Très vite, une première constitution avait été élaborée sous l’impulsion du premier président de la République. Cette constitution a été abrogée en 2000 par les soins du Général Robert Guei, chef de la junte militaire alors au pouvoir.
C’était la naissance de la 2e République qui sera secouée par une crise militaro-politique. Cette crise est relative à des frustrations nées de certains points de la constitution alors en vigueur. L’un des points les plus conflictuels était l’éligibilité à la présidence liée à la question du « ET ». Tout Ivoirien qui n’était pas né de père ET de mère tous deux Ivoiriens ne pouvait pas se présenter à la présidence. Alassane Ouattara, l’actuel président de la République, avait fait les frais de cette loi dite d’exclusion. C’est cette discrimination qui a fondé la rébellion de 2002, avait-on entendu dire les responsables de celle-ci. C’est donc, en grande partie, pour mettre fin à cette crise identitaire qu’une nouvelle constitution avait été adoptée le 30 octobre 2016. Malheureusement beaucoup d’Ivoiriens, et même ceux qui ont voté, ne savent pas grande chose de ce que dit cette constitution. C’est pourquoi nous dressons sept points pour vous aider à saisir la quintessence de la loi fondamentale ivoirienne.

* * *

Consignes:
**1.** Répondez à ces questions sur le texte consacré à la constitution ivoirienne :
(a) Qui a abrogé la première constitution, et en quelle année ?
(b) Quel mot était au cœur du point le plus conflictuel sur l'éligibilité à la présidence ?
(c) À quelle date la nouvelle constitution a-t-elle été adoptée ?
**2.** Recopiez le passage du texte sur la constitution ivoirienne qui commence à « Très vite, une » et se termine à « alors au pouvoir. ».

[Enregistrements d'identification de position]

* * *

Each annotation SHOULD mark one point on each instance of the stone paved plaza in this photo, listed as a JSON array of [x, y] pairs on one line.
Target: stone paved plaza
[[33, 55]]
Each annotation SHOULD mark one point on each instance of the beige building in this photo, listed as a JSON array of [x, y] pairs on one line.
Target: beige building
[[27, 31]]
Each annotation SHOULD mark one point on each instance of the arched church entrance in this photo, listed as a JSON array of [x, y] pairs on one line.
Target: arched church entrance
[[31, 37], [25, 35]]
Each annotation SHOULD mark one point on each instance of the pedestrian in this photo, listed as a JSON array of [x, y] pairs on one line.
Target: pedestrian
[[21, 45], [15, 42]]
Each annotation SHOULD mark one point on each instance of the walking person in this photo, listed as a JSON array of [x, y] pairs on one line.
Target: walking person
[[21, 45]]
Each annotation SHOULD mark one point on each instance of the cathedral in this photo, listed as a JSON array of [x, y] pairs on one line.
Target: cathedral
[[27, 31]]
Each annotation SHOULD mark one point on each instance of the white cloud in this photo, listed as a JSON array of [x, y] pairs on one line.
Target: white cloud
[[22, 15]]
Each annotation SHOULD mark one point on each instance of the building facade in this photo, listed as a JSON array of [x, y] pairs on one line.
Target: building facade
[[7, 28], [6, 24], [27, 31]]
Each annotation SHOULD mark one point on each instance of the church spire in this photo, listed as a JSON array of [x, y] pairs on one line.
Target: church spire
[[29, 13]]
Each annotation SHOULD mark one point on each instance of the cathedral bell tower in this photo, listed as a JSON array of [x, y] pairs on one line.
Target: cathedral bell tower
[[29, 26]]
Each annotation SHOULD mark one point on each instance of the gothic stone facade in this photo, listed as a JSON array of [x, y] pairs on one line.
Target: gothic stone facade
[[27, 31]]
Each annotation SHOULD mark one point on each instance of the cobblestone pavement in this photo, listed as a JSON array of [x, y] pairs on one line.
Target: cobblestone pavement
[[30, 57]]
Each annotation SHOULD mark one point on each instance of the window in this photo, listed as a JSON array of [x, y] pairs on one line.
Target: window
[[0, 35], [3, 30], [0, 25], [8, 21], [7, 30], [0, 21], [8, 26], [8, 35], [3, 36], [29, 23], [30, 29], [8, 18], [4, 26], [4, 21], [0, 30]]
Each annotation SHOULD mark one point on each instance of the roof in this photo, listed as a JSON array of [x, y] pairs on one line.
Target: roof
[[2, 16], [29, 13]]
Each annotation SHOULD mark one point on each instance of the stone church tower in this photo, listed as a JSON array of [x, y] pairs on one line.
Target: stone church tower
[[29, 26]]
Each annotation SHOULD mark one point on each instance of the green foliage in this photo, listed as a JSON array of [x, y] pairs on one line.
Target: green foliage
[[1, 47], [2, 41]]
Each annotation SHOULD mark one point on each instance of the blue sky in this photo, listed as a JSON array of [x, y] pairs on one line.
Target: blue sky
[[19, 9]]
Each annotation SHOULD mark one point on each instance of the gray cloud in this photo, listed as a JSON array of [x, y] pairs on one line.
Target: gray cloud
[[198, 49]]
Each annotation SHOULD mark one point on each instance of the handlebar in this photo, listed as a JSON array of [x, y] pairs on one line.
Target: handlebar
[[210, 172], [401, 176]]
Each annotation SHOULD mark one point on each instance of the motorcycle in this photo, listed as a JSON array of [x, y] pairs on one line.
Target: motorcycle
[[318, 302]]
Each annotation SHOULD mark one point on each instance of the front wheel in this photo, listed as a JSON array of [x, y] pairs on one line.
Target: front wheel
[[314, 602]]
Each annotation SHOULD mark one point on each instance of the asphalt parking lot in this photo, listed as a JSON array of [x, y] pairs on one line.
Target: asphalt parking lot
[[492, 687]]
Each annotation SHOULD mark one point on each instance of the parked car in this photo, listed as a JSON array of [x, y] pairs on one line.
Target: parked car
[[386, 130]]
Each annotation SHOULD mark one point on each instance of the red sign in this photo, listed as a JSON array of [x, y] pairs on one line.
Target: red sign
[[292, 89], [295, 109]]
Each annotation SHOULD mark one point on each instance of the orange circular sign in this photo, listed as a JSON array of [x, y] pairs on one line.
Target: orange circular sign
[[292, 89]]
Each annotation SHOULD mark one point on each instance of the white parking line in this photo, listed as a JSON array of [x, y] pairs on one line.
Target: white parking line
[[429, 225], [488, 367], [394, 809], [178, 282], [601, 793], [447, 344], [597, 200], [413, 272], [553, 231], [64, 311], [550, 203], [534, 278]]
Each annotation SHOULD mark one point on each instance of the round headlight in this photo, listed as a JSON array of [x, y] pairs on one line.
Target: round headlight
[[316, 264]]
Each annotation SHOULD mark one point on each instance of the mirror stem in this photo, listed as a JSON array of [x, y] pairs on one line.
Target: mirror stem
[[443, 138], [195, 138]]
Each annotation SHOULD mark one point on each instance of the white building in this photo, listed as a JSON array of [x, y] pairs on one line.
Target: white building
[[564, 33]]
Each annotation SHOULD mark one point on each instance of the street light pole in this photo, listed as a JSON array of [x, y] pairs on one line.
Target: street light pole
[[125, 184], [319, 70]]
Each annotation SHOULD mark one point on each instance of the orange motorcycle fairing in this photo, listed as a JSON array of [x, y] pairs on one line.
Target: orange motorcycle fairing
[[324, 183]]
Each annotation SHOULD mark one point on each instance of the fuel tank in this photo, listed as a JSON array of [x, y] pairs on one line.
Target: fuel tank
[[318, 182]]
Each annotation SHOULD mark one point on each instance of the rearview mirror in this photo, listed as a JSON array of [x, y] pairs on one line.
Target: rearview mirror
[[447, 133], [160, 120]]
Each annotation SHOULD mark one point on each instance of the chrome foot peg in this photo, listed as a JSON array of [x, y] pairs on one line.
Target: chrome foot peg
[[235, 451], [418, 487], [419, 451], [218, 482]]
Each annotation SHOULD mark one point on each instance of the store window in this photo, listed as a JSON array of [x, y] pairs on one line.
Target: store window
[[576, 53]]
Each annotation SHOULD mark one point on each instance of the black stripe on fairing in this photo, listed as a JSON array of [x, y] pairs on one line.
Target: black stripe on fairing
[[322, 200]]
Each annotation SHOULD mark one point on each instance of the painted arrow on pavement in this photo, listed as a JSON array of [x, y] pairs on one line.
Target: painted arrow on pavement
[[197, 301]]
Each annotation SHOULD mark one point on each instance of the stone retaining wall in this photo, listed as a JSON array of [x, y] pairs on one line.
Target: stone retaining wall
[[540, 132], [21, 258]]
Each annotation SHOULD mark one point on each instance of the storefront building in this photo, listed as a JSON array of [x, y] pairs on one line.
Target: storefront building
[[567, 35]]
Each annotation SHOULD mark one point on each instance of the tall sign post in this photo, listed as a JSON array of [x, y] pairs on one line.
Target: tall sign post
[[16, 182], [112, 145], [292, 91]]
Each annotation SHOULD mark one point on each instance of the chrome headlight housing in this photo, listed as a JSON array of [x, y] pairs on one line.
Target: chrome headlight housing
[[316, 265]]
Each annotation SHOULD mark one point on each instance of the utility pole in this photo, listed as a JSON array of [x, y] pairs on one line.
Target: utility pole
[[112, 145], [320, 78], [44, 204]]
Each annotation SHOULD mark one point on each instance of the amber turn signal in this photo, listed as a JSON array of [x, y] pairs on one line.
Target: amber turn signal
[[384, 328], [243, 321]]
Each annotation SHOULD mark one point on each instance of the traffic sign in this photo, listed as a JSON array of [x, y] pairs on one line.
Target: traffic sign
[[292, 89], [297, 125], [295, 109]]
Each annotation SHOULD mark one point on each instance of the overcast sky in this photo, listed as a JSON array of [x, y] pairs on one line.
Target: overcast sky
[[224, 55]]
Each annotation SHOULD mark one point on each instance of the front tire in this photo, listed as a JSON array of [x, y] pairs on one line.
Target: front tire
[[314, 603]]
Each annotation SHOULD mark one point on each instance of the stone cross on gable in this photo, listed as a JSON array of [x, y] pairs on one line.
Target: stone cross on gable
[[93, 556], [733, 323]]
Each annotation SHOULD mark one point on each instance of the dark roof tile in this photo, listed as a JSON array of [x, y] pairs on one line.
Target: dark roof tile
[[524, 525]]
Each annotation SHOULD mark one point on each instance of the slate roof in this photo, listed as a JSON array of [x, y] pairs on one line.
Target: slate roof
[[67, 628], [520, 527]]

* * *

Réponses correctes:
**1.**
(a) Le Général Robert Guei, en 2000.
(b) Le mot « ET ».
(c) Le 30 octobre 2016.

**2.**
Très vite, une première constitution avait été élaborée sous l’impulsion du premier président de la République. Cette constitution a été abrogée en 2000 par les soins du Général Robert Guei, chef de la junte militaire alors au pouvoir.